%%

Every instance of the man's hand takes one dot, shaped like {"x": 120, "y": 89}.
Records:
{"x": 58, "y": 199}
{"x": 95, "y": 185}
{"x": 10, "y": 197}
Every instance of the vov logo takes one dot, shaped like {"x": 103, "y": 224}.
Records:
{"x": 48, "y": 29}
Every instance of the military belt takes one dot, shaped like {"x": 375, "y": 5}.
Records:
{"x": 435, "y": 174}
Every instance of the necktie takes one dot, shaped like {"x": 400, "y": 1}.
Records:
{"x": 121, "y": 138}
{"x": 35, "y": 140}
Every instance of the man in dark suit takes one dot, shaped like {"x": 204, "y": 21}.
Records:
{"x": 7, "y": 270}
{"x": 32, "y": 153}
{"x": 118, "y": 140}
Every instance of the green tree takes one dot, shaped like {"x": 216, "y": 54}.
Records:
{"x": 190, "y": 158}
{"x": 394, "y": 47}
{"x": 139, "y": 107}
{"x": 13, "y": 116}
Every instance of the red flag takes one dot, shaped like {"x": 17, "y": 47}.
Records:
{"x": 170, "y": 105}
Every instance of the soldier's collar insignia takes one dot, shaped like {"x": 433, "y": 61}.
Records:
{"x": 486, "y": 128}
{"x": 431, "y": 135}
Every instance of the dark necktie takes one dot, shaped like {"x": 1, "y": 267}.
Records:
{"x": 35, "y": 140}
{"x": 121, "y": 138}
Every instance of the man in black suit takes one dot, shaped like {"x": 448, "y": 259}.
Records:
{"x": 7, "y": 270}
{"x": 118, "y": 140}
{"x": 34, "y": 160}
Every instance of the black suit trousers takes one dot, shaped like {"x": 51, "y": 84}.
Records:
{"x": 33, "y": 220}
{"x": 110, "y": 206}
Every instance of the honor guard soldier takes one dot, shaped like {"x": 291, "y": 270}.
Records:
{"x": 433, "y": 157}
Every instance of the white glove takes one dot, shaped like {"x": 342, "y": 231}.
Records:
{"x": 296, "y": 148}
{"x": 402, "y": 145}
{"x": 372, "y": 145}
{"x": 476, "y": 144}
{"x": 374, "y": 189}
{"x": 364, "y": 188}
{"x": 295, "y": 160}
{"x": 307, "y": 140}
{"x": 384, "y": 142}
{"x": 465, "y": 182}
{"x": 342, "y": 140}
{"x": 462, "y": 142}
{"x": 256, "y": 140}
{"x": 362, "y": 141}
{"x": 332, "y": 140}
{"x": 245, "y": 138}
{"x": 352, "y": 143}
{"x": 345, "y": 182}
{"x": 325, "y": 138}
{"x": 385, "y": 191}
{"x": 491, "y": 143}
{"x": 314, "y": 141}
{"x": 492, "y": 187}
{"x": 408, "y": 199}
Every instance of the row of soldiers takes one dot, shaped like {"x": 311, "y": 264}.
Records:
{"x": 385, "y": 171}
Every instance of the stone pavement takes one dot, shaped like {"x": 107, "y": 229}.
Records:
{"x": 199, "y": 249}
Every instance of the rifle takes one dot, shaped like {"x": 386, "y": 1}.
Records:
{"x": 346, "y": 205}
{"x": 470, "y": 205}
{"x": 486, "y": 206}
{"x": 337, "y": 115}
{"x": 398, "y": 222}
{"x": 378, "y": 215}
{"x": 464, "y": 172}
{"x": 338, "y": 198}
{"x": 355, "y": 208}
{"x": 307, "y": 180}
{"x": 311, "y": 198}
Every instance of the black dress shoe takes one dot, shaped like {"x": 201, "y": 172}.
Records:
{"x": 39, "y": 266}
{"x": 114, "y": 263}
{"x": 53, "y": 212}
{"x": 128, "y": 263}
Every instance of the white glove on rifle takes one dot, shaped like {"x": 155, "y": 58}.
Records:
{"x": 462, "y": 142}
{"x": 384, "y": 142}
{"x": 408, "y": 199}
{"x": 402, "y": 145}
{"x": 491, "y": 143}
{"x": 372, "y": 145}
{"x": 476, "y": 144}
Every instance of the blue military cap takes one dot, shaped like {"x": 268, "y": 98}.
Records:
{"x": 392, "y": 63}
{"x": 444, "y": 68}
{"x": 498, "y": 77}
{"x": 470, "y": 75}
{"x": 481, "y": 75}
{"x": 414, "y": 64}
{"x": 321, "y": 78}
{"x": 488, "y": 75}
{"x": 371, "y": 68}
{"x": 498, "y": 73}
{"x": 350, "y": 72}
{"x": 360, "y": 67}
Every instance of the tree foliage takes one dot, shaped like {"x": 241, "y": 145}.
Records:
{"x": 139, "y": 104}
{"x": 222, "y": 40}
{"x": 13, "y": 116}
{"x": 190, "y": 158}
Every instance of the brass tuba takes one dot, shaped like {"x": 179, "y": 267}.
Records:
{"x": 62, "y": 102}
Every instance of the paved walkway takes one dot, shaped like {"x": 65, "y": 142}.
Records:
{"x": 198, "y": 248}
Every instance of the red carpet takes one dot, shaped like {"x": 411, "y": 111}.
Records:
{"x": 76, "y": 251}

%%

#### Given task:
Rewrite all of the data above, replacing every "one dot" with "a single point" and leaving everything else unchanged.

#### Output of the task:
Every instance of the man's hand takes a single point, shaped like {"x": 120, "y": 89}.
Records:
{"x": 58, "y": 199}
{"x": 95, "y": 185}
{"x": 10, "y": 197}
Every instance of the vov logo takes a single point, shaped like {"x": 103, "y": 224}.
Records:
{"x": 48, "y": 29}
Every instance of the military belt takes a single point, shaped like {"x": 375, "y": 5}.
Records:
{"x": 435, "y": 174}
Every instance of the necktie takes a single point, shaped like {"x": 400, "y": 1}.
Records:
{"x": 121, "y": 138}
{"x": 35, "y": 140}
Every instance of the man in dark suit takes a single point, shaped like {"x": 204, "y": 21}.
Records:
{"x": 7, "y": 270}
{"x": 32, "y": 153}
{"x": 118, "y": 140}
Every instance of the green tree takes a single point, shaped like {"x": 216, "y": 54}.
Records:
{"x": 190, "y": 158}
{"x": 394, "y": 47}
{"x": 139, "y": 107}
{"x": 13, "y": 116}
Every instance of the red flag takes a single point, shaped like {"x": 17, "y": 47}.
Records:
{"x": 170, "y": 105}
Every instance of the soldier's collar insignia takes a single point, shaped like {"x": 433, "y": 61}.
Records:
{"x": 486, "y": 128}
{"x": 431, "y": 135}
Every instance of the dark necktie takes a single point, shaped like {"x": 1, "y": 267}.
Records:
{"x": 35, "y": 140}
{"x": 121, "y": 138}
Every instance of the man in black suit takes a single point, shaped like {"x": 448, "y": 259}.
Records:
{"x": 7, "y": 270}
{"x": 118, "y": 140}
{"x": 34, "y": 160}
Every instance of the black suit trousers takes a single point, shaped like {"x": 51, "y": 84}.
Records:
{"x": 33, "y": 220}
{"x": 110, "y": 206}
Every instance of the honor guard soldier takes a single point, shaped like {"x": 291, "y": 270}.
Records:
{"x": 433, "y": 157}
Every instance of the white glove takes a single point, shaped like {"x": 342, "y": 231}.
Records:
{"x": 296, "y": 148}
{"x": 402, "y": 145}
{"x": 372, "y": 145}
{"x": 476, "y": 144}
{"x": 374, "y": 189}
{"x": 364, "y": 188}
{"x": 295, "y": 160}
{"x": 307, "y": 140}
{"x": 384, "y": 142}
{"x": 465, "y": 182}
{"x": 342, "y": 140}
{"x": 462, "y": 142}
{"x": 256, "y": 140}
{"x": 362, "y": 141}
{"x": 332, "y": 140}
{"x": 245, "y": 138}
{"x": 352, "y": 143}
{"x": 345, "y": 182}
{"x": 325, "y": 138}
{"x": 385, "y": 191}
{"x": 491, "y": 143}
{"x": 314, "y": 141}
{"x": 492, "y": 187}
{"x": 408, "y": 199}
Every instance of the row of soldiers takes a single point, shaped like {"x": 311, "y": 264}.
Records:
{"x": 385, "y": 171}
Every instance of the stone pavement takes a single point, shaped like {"x": 107, "y": 229}.
Records:
{"x": 199, "y": 249}
Every instance of the rifle takes a single point, shaped like {"x": 386, "y": 1}.
Records:
{"x": 346, "y": 205}
{"x": 470, "y": 205}
{"x": 486, "y": 206}
{"x": 337, "y": 115}
{"x": 398, "y": 222}
{"x": 378, "y": 215}
{"x": 464, "y": 172}
{"x": 338, "y": 198}
{"x": 355, "y": 208}
{"x": 307, "y": 180}
{"x": 311, "y": 198}
Every instance of the black dress shoe takes a single point, shaped like {"x": 201, "y": 172}.
Records:
{"x": 39, "y": 266}
{"x": 114, "y": 263}
{"x": 53, "y": 212}
{"x": 128, "y": 263}
Every instance of the white glove on rifle takes a single point, shaped like {"x": 155, "y": 58}.
Records:
{"x": 462, "y": 142}
{"x": 384, "y": 142}
{"x": 408, "y": 199}
{"x": 402, "y": 145}
{"x": 491, "y": 143}
{"x": 372, "y": 145}
{"x": 476, "y": 144}
Every instance of the blue military cap takes a single point, shaped like {"x": 268, "y": 98}.
Records:
{"x": 392, "y": 63}
{"x": 444, "y": 68}
{"x": 498, "y": 77}
{"x": 470, "y": 75}
{"x": 481, "y": 75}
{"x": 414, "y": 64}
{"x": 321, "y": 78}
{"x": 488, "y": 75}
{"x": 371, "y": 68}
{"x": 498, "y": 73}
{"x": 350, "y": 72}
{"x": 360, "y": 67}
Every instance of the tree foliage takes a single point, shaped like {"x": 241, "y": 145}.
Records:
{"x": 139, "y": 104}
{"x": 222, "y": 40}
{"x": 13, "y": 116}
{"x": 190, "y": 158}
Every instance of the brass tuba takes a single point, shaped like {"x": 179, "y": 267}.
Records:
{"x": 62, "y": 102}
Every instance of the paved walkway takes a single point, shaped like {"x": 65, "y": 142}.
Records:
{"x": 198, "y": 248}
Every instance of the red carpet takes a single point, shaped like {"x": 411, "y": 111}.
Records:
{"x": 76, "y": 251}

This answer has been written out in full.